● EXERCISE DETAILS
Could you render the lines from the very first one up to and including the line with "left=108, top=0, right=1022, bottom=697" as a Markdown table with the columns Row and Line, leaving out blank lines and the pictures?

↓↓↓

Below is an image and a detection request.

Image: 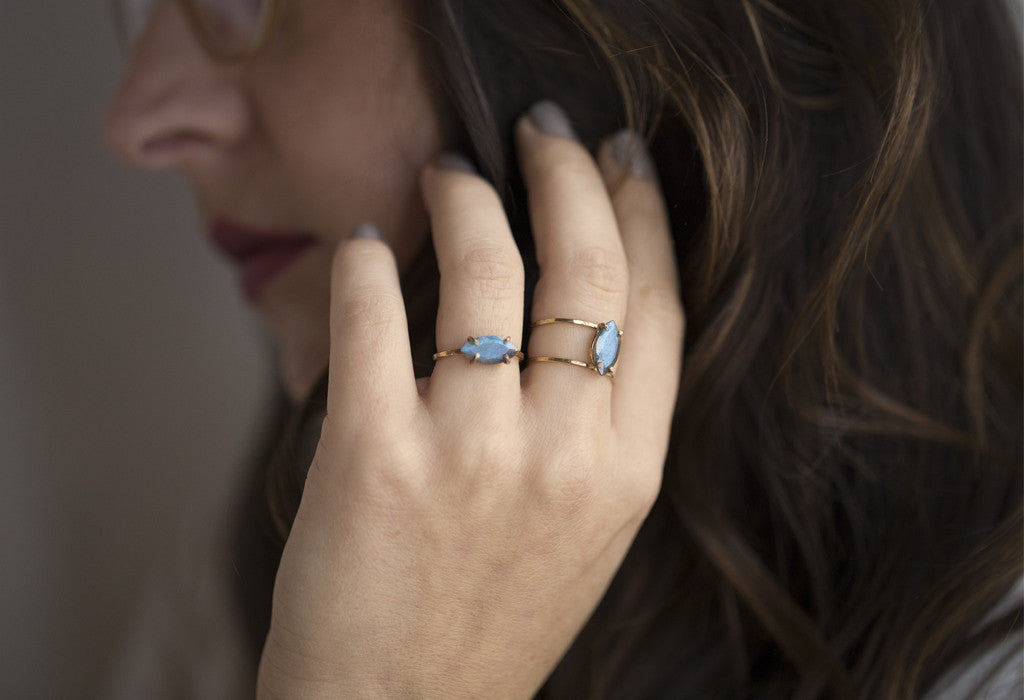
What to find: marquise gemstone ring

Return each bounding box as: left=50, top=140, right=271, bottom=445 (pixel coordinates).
left=434, top=336, right=522, bottom=364
left=529, top=318, right=623, bottom=380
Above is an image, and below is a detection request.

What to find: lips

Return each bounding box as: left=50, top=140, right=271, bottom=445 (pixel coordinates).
left=210, top=221, right=316, bottom=302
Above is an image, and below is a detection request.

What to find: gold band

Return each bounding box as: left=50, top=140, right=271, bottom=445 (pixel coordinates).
left=534, top=318, right=600, bottom=331
left=528, top=316, right=623, bottom=382
left=529, top=355, right=594, bottom=369
left=433, top=336, right=523, bottom=364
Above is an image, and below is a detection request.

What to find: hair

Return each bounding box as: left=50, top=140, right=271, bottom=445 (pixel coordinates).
left=232, top=0, right=1024, bottom=698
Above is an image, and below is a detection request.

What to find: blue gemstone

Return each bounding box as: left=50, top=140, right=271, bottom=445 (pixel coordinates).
left=461, top=336, right=519, bottom=364
left=591, top=321, right=620, bottom=375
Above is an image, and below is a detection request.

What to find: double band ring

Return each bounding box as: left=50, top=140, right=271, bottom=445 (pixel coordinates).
left=529, top=318, right=623, bottom=381
left=434, top=336, right=522, bottom=364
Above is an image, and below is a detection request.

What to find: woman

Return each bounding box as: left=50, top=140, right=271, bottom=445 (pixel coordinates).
left=108, top=0, right=1022, bottom=697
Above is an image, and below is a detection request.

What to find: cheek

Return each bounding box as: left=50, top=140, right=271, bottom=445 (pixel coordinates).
left=261, top=40, right=442, bottom=258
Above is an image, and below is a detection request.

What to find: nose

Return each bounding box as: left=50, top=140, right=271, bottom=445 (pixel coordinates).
left=104, top=0, right=252, bottom=169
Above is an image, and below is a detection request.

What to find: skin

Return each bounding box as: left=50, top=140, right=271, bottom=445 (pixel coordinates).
left=105, top=0, right=441, bottom=402
left=110, top=0, right=684, bottom=698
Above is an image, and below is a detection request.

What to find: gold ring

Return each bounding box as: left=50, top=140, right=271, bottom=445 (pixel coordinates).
left=434, top=336, right=522, bottom=364
left=529, top=317, right=623, bottom=381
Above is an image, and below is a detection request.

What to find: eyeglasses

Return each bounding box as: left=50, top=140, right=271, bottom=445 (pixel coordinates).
left=111, top=0, right=284, bottom=60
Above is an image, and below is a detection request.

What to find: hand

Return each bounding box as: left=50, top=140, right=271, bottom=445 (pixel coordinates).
left=259, top=105, right=684, bottom=698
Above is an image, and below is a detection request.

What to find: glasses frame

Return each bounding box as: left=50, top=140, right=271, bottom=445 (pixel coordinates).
left=110, top=0, right=287, bottom=63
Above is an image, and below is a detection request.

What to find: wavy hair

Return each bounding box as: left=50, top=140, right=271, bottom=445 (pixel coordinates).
left=234, top=0, right=1024, bottom=698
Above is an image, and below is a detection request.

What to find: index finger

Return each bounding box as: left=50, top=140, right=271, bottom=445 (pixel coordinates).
left=598, top=131, right=686, bottom=449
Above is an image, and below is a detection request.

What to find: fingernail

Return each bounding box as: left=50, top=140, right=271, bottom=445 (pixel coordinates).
left=527, top=100, right=577, bottom=139
left=609, top=129, right=654, bottom=178
left=434, top=150, right=477, bottom=175
left=352, top=221, right=384, bottom=240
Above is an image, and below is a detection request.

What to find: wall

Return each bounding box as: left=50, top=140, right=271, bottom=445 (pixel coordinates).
left=0, top=0, right=270, bottom=698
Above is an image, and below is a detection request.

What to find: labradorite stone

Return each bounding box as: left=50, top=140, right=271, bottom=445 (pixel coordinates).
left=461, top=336, right=519, bottom=364
left=594, top=321, right=618, bottom=375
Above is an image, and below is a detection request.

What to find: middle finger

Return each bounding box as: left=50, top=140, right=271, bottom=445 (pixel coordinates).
left=423, top=154, right=523, bottom=409
left=516, top=102, right=629, bottom=401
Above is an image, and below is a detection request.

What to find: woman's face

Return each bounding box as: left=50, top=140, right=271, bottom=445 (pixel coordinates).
left=106, top=0, right=442, bottom=401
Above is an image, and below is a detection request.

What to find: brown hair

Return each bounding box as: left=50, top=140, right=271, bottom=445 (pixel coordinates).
left=234, top=0, right=1024, bottom=698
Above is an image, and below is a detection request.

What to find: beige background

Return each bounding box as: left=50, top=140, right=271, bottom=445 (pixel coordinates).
left=0, top=0, right=270, bottom=698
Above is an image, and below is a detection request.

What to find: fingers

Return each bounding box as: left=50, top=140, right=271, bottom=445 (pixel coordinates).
left=598, top=131, right=685, bottom=463
left=423, top=154, right=523, bottom=406
left=516, top=102, right=629, bottom=402
left=328, top=224, right=419, bottom=428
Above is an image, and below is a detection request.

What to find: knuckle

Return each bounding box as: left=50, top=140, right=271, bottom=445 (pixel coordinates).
left=454, top=246, right=523, bottom=293
left=335, top=292, right=402, bottom=337
left=630, top=282, right=683, bottom=330
left=566, top=247, right=629, bottom=300
left=541, top=158, right=593, bottom=184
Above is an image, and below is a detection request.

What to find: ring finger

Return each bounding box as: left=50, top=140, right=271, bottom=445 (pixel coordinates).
left=423, top=154, right=523, bottom=407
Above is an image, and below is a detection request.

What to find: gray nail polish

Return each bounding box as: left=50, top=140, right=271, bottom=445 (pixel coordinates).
left=528, top=100, right=577, bottom=139
left=434, top=150, right=476, bottom=175
left=610, top=129, right=654, bottom=178
left=352, top=221, right=384, bottom=240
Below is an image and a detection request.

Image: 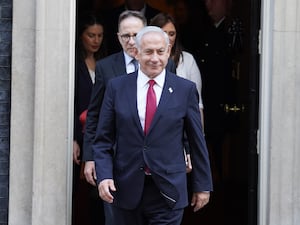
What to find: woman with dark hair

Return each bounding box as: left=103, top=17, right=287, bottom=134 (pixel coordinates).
left=72, top=14, right=106, bottom=225
left=150, top=13, right=204, bottom=172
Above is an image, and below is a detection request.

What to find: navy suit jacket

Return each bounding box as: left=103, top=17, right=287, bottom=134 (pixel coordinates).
left=74, top=59, right=93, bottom=148
left=83, top=51, right=176, bottom=161
left=93, top=71, right=212, bottom=209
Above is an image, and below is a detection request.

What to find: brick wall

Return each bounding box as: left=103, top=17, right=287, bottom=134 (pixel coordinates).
left=0, top=0, right=12, bottom=225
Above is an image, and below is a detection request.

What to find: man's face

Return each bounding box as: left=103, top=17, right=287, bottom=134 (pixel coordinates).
left=118, top=17, right=144, bottom=57
left=136, top=32, right=171, bottom=78
left=205, top=0, right=231, bottom=22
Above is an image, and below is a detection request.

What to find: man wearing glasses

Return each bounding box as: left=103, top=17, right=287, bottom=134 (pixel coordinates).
left=82, top=10, right=175, bottom=225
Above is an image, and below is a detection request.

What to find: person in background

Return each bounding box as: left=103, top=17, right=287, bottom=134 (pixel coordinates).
left=191, top=0, right=237, bottom=180
left=72, top=13, right=106, bottom=225
left=106, top=0, right=160, bottom=54
left=83, top=10, right=175, bottom=225
left=93, top=26, right=212, bottom=225
left=150, top=13, right=204, bottom=172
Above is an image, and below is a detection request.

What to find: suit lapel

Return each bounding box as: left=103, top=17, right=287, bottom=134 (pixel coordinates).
left=125, top=72, right=144, bottom=135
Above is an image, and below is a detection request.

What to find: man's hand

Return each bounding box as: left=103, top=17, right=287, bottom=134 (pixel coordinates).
left=191, top=192, right=210, bottom=212
left=84, top=161, right=97, bottom=186
left=98, top=179, right=116, bottom=203
left=73, top=141, right=80, bottom=165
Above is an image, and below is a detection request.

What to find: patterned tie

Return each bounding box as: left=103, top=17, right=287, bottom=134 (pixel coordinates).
left=144, top=80, right=156, bottom=134
left=144, top=80, right=156, bottom=175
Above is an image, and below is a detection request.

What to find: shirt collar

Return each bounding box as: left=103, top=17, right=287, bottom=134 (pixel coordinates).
left=123, top=51, right=133, bottom=66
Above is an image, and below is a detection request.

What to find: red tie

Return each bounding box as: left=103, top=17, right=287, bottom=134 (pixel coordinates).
left=144, top=80, right=156, bottom=134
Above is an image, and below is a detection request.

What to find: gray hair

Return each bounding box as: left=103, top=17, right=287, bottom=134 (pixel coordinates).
left=135, top=26, right=170, bottom=49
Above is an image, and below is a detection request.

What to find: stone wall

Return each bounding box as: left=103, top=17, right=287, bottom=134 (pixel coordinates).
left=0, top=0, right=12, bottom=225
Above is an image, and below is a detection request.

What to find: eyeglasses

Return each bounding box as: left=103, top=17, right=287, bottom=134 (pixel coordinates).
left=120, top=33, right=136, bottom=42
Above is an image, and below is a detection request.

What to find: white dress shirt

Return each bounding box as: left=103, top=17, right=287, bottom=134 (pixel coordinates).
left=137, top=70, right=166, bottom=130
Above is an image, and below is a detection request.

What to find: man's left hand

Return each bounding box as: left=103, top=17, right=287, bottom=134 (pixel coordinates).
left=191, top=192, right=210, bottom=212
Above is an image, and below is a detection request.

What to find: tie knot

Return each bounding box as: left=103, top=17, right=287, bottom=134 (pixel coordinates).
left=148, top=80, right=155, bottom=87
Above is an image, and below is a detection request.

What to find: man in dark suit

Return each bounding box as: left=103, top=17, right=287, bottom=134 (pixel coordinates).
left=82, top=11, right=176, bottom=185
left=93, top=26, right=212, bottom=225
left=106, top=0, right=160, bottom=53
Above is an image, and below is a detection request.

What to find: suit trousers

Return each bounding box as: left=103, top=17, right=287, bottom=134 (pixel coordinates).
left=112, top=175, right=184, bottom=225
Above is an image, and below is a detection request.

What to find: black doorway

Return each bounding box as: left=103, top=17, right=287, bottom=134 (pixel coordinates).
left=73, top=0, right=261, bottom=225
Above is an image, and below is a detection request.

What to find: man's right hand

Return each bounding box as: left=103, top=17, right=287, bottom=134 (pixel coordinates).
left=84, top=161, right=97, bottom=186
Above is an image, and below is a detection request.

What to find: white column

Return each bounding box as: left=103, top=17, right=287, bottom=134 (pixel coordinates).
left=259, top=0, right=300, bottom=225
left=9, top=0, right=75, bottom=225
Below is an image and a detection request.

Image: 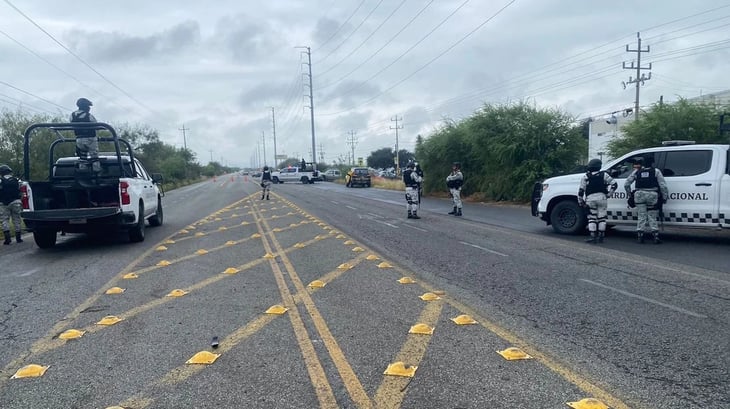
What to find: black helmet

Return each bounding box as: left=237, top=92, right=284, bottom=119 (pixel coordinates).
left=587, top=159, right=603, bottom=172
left=76, top=98, right=94, bottom=109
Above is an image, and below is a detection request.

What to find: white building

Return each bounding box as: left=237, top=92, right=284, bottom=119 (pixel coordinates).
left=586, top=90, right=730, bottom=163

↑↑↑

● SOLUTION TO THIS PROBLEM
| Row | Line |
|---|---|
| 1 | Below is an image and a detection request. |
| 2 | Image:  |
| 3 | What to find: marquise gemstone ring |
| 4 | Return each bounding box as: left=50, top=140, right=271, bottom=445 (pixel coordinates). |
| 5 | left=434, top=336, right=522, bottom=364 |
| 6 | left=529, top=318, right=623, bottom=380 |
| 7 | Above is an image, and below is a detection request. |
| 8 | What to find: lips |
| 9 | Return each bounding box as: left=50, top=140, right=271, bottom=445 (pixel coordinates). |
| 10 | left=210, top=221, right=316, bottom=302 |
| 11 | Above is an image, and below is a detection request. |
| 12 | What to find: gold band |
| 13 | Return each bounding box as: left=50, top=140, right=271, bottom=445 (pixel coordinates). |
| 14 | left=534, top=318, right=600, bottom=331 |
| 15 | left=528, top=316, right=623, bottom=382 |
| 16 | left=529, top=355, right=594, bottom=369 |
| 17 | left=433, top=336, right=523, bottom=364 |
| 18 | Above is an image, and below is a detection request. |
| 19 | What to find: hair |
| 20 | Return each bounding box as: left=50, top=140, right=271, bottom=445 (pixel coordinates). |
| 21 | left=232, top=0, right=1024, bottom=698 |
| 22 | Above is an image, and below is a detection request. |
| 23 | What to find: blue gemstone |
| 24 | Return each bounding box as: left=50, top=140, right=271, bottom=445 (pixel coordinates). |
| 25 | left=461, top=336, right=519, bottom=364 |
| 26 | left=591, top=321, right=620, bottom=375 |
| 27 | Above is an image, and below is a detection request. |
| 28 | What to find: double band ring |
| 29 | Return each bounding box as: left=50, top=140, right=271, bottom=445 (pixel coordinates). |
| 30 | left=529, top=318, right=623, bottom=381 |
| 31 | left=434, top=336, right=522, bottom=364 |
| 32 | Above is an image, and below is a detection request. |
| 33 | What to find: woman |
| 34 | Return each bounding box as: left=50, top=140, right=271, bottom=445 (pixel coordinates). |
| 35 | left=108, top=0, right=1022, bottom=697 |